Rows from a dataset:
◇ ◇ ◇ ◇ ◇

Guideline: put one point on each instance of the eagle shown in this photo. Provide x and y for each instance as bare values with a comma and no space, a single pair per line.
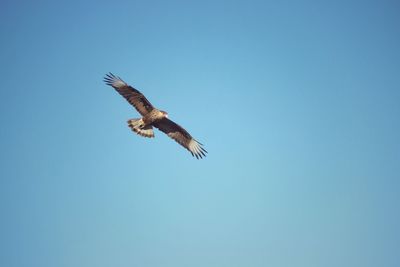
152,116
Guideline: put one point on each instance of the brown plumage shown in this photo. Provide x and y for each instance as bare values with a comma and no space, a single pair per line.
153,117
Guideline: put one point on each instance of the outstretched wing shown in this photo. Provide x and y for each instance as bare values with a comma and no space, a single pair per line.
134,97
181,136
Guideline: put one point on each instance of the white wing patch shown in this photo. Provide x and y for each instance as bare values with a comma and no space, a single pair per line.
196,149
114,81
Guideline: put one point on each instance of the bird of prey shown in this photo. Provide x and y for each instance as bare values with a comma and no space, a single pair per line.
152,116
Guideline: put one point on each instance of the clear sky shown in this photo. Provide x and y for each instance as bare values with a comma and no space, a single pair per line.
297,102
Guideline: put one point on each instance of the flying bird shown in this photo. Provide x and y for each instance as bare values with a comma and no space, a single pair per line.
152,116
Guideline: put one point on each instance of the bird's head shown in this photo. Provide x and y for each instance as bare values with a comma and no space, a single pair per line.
165,114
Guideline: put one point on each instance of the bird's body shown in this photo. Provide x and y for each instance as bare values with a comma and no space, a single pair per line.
152,116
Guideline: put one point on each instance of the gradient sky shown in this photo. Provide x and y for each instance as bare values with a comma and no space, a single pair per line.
297,102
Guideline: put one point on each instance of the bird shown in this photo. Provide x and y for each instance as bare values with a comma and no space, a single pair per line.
153,117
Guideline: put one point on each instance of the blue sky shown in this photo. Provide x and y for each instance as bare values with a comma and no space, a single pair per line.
297,103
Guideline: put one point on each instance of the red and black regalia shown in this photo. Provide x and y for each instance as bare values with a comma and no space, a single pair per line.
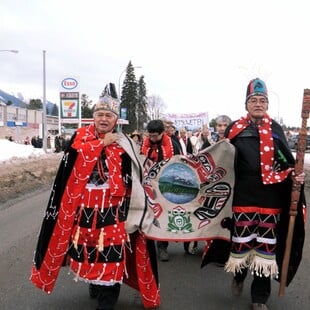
92,221
262,196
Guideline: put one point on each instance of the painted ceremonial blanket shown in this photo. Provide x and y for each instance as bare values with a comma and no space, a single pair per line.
191,195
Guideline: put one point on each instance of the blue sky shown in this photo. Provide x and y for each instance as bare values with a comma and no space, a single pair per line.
196,55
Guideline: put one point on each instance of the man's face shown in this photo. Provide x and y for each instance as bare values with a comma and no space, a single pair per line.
155,136
257,107
105,121
220,128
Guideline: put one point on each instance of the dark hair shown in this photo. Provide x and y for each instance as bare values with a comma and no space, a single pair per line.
155,125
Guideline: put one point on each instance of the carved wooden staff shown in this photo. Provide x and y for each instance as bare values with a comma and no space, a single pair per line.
295,194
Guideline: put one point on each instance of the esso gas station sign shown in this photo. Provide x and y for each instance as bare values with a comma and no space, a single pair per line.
69,84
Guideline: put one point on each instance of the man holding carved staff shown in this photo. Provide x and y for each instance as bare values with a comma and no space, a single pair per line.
264,176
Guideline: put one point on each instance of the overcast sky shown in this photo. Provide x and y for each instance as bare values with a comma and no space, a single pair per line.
198,56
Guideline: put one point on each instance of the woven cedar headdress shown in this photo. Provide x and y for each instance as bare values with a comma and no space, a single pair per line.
108,100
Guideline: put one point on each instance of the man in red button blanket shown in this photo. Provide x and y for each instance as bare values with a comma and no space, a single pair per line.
92,222
262,194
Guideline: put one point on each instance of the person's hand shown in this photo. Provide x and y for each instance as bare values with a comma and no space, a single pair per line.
299,178
109,138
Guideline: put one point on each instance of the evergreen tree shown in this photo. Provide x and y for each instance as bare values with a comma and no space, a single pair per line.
155,107
142,117
86,107
129,98
55,110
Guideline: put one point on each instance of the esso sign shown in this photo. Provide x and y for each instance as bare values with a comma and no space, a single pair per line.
69,83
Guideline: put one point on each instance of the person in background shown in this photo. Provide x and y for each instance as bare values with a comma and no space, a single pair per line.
204,139
264,171
136,137
221,123
97,188
171,132
185,142
158,146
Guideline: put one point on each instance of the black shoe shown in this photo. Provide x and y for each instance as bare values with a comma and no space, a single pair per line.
191,247
236,287
256,306
93,291
163,254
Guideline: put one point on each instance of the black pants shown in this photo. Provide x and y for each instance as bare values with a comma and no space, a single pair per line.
260,287
162,244
108,296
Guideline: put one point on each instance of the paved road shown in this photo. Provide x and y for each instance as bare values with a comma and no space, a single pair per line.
184,285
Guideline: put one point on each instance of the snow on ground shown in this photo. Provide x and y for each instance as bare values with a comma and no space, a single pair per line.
11,150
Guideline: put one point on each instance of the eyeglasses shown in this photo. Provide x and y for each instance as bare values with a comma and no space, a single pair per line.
254,100
154,135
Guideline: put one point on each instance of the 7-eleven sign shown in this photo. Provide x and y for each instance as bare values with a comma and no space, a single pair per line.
69,108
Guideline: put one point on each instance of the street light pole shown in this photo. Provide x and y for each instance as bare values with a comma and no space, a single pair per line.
44,132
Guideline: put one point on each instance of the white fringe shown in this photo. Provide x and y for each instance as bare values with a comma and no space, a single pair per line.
255,263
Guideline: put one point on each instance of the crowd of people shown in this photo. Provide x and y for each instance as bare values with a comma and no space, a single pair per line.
98,188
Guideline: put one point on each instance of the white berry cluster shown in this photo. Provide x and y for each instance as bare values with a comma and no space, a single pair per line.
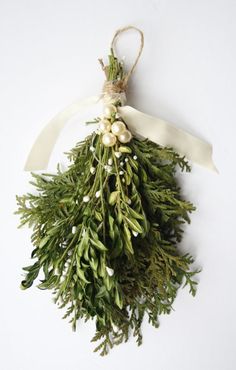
113,131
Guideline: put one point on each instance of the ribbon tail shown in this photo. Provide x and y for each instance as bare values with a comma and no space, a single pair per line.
42,148
164,134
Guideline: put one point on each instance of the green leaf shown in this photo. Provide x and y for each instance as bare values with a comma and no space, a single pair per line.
135,214
113,198
98,244
44,241
134,225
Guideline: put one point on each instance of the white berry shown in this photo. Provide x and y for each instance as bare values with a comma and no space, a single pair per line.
92,170
86,198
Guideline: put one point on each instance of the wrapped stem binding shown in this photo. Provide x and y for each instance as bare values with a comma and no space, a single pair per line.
106,231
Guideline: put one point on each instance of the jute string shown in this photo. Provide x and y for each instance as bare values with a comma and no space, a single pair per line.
115,90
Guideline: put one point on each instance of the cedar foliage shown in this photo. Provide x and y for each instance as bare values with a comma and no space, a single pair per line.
132,224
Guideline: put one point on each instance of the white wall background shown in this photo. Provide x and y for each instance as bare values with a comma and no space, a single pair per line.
187,75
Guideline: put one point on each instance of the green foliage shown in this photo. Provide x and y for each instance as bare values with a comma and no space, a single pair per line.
133,226
107,214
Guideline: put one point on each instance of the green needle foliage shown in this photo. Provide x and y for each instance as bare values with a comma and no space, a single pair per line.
106,240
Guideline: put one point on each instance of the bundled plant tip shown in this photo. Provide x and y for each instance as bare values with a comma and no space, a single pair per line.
106,231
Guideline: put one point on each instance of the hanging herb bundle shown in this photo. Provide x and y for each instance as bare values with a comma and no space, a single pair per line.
106,231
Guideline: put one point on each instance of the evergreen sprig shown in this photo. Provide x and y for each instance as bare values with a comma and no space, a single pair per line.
106,234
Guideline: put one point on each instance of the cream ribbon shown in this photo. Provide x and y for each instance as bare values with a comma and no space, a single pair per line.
141,124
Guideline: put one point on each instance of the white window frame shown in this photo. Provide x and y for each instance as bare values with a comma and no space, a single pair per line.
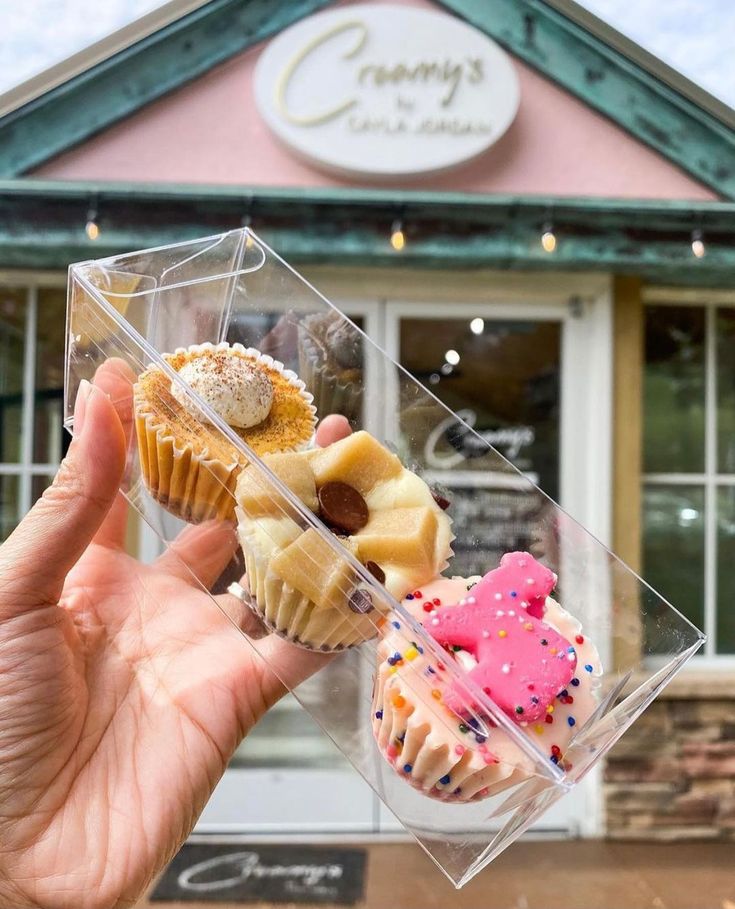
26,469
710,300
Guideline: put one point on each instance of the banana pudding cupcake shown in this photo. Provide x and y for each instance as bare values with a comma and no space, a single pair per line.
188,464
305,589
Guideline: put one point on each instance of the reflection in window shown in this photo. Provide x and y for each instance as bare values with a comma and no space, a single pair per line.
674,382
725,575
726,390
49,437
9,505
689,422
673,548
12,343
506,373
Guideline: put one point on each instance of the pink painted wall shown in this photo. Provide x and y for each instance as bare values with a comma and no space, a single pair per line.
210,132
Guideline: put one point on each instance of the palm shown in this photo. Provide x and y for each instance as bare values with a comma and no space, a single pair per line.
124,690
150,689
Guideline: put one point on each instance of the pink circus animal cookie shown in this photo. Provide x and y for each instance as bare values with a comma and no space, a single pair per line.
522,662
461,758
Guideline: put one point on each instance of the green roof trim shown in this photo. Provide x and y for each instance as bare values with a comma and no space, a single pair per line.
612,84
547,40
42,226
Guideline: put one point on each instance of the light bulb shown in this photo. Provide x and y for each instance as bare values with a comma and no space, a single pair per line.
548,238
92,228
397,237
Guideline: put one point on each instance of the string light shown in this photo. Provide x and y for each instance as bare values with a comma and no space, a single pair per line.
92,228
698,247
245,223
548,237
397,237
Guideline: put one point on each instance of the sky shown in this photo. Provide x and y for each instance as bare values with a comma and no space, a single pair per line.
696,37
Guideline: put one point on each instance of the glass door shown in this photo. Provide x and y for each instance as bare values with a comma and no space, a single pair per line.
532,378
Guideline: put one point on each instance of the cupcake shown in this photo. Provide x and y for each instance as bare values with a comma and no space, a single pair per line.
383,514
188,464
514,642
331,363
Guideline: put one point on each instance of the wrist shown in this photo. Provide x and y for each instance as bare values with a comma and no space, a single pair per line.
12,897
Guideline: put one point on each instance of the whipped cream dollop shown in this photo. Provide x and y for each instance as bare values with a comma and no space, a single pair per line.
235,388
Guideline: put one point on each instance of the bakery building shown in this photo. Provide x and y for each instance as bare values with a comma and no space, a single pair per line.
527,211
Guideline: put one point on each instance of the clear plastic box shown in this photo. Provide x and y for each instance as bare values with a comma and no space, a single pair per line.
233,288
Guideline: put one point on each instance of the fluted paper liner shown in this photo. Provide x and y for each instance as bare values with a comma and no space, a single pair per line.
291,614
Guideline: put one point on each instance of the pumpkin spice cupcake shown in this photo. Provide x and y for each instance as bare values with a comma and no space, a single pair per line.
189,465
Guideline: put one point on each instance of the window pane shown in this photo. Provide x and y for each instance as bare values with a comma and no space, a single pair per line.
726,390
673,548
673,417
506,373
725,575
38,484
12,334
49,436
9,487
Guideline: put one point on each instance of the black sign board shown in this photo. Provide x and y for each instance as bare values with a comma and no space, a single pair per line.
247,873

◇ ◇ ◇ ◇ ◇

— Description of the task —
Keep only the lines from the one containing "Guideline: put one point on each instance of the clear plastic" to the end of the entries, and repeat them exactly.

— Response to this task —
Guideline: put one point on each instance of the clear plastic box shown in this photo. Provide x and y for each instance as bare values with a comma and no space, a single pair per line.
233,288
Guideline: put one point on each instance of the fluted paper liner shown in this photo. Provide x and y for each instance as bare values with a comma and no space, a single pair per line.
291,614
Guideline: put one point on each instance of the pumpkin spice cupcake shown in this photo. Provide x and y for each instance as bare values with a comma and no space, a single pair per line.
189,465
Guideline: put one point on each instance of the window pane shown in this photo. Provide x and y for each instance as bare values with a comma and no space, a single pair per line.
726,390
673,548
673,417
506,373
725,575
38,484
12,334
49,436
9,487
Guideline: put one point on each instance of the black sign board shown in this photo. Provide x and y for each instance as bare values with a comma and no space, a single pair per line.
247,873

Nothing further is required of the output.